▶ _Task brief_: Reproduce every one of the rows below character for character, keeping each line in its original order.

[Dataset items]

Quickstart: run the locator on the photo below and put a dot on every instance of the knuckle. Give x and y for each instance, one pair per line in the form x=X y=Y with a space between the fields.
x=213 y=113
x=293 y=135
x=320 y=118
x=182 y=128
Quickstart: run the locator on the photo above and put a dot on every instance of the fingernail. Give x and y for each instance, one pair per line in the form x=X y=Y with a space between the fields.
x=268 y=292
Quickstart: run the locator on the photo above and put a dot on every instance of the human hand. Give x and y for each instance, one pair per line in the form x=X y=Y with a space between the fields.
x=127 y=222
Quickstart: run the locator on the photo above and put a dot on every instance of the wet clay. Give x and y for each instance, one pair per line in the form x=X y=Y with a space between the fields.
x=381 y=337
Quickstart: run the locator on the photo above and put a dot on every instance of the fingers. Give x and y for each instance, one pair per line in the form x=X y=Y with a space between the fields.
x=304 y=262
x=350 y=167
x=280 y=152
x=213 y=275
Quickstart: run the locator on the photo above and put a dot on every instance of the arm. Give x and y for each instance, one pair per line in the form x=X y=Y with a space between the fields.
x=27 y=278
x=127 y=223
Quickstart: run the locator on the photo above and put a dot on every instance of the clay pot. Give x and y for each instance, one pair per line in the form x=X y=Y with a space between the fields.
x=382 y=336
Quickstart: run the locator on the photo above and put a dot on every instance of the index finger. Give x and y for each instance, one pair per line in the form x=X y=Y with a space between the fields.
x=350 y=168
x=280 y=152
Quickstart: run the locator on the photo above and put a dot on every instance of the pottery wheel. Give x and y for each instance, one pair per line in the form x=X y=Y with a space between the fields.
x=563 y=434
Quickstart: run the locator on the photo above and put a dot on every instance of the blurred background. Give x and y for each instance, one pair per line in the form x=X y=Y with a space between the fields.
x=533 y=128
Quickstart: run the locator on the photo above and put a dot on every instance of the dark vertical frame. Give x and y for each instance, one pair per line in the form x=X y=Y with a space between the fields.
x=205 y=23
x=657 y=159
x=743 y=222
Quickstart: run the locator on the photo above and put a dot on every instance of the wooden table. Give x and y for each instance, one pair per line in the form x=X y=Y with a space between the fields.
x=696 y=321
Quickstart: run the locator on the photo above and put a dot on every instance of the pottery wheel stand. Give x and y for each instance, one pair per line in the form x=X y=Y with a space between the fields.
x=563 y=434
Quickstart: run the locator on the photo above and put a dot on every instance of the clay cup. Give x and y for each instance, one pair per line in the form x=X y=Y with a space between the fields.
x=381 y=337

▶ _Answer below_:
Quickstart: run the locator on the photo below and put a dot on every instance of the knuckle. Give x and y for each instance, one pair per line in the form x=X y=Y with a space between the fields.
x=213 y=113
x=293 y=135
x=320 y=118
x=182 y=128
Quickstart: run the locator on the photo above and put a dot on every instance of the fingernail. Give x and y for each instance, one pair per line in the form x=X y=Y with a space between the fields.
x=268 y=292
Quickstart: run the locator on the photo above and put a dot on every instance of the human hand. Give x and y for each instance, one pair per line in the form x=X y=Y with a space between the fields.
x=127 y=222
Quickstart: run the locator on the photo above and put a dot on every instance of the wet clay. Give x and y for each instance, one pair per line in the form x=X y=Y with a space between the fields.
x=381 y=337
Quickstart: run the locator on the photo above and put a dot on every instance of the fingers. Give x and y for each instance, one pair per line in the form x=X y=Y with a space between the fields.
x=304 y=262
x=350 y=167
x=280 y=152
x=213 y=275
Quickstart: run the locator on the photo above and put a dot on every instance of the arm. Give x and y for each instance, one pair per line in the form x=X y=Y with a space between the fields.
x=27 y=278
x=127 y=223
Quickstart: run the locator on the photo above and put a dot on every instance of the clay pot. Give x and y for each instance, one pair per line in the form x=X y=Y with a space between the fields.
x=382 y=336
Quickstart: run the locator on the photo above and put a dot on every instance of the index finger. Give x and y for each instance, one pair per line in the form x=X y=Y with a space between the fields.
x=350 y=168
x=280 y=152
Quickstart: run the locator on the photo above and put a dot on every instance of the pottery wheel. Give x and y for each instance, one pair per line in the form x=X y=Y with a space between the fields.
x=563 y=434
Quickstart: run the locator on the photo above and put a dot on every instance of the blurred background. Give x and y for each instance, one pair per line in the form x=X y=Y with a space between the fields.
x=533 y=128
Quickstart: run the locator on the photo above and put a dot on every instance of the dark vertical frame. Give x and y for each instance, one pair per line in the form x=X y=Y with a space between the fields.
x=205 y=23
x=657 y=159
x=743 y=222
Quickstart: run the locator on the photo above and put a dot on every instance of the wooden table. Give x and y for each instance, one pair per line in the form x=X y=Y with a space between the fields.
x=696 y=321
Quickstart: run the locator on the photo above and put a dot on every instance of the pottery wheel stand. Give x and y for each instance, one pair per line in the form x=X y=Y with a space between the fields.
x=563 y=434
Quickstart: run the locator on the photo above and put a dot on every instance of the clay cup. Give x and y for each instance, one pair per line in the form x=X y=Y with a space between the fields.
x=381 y=337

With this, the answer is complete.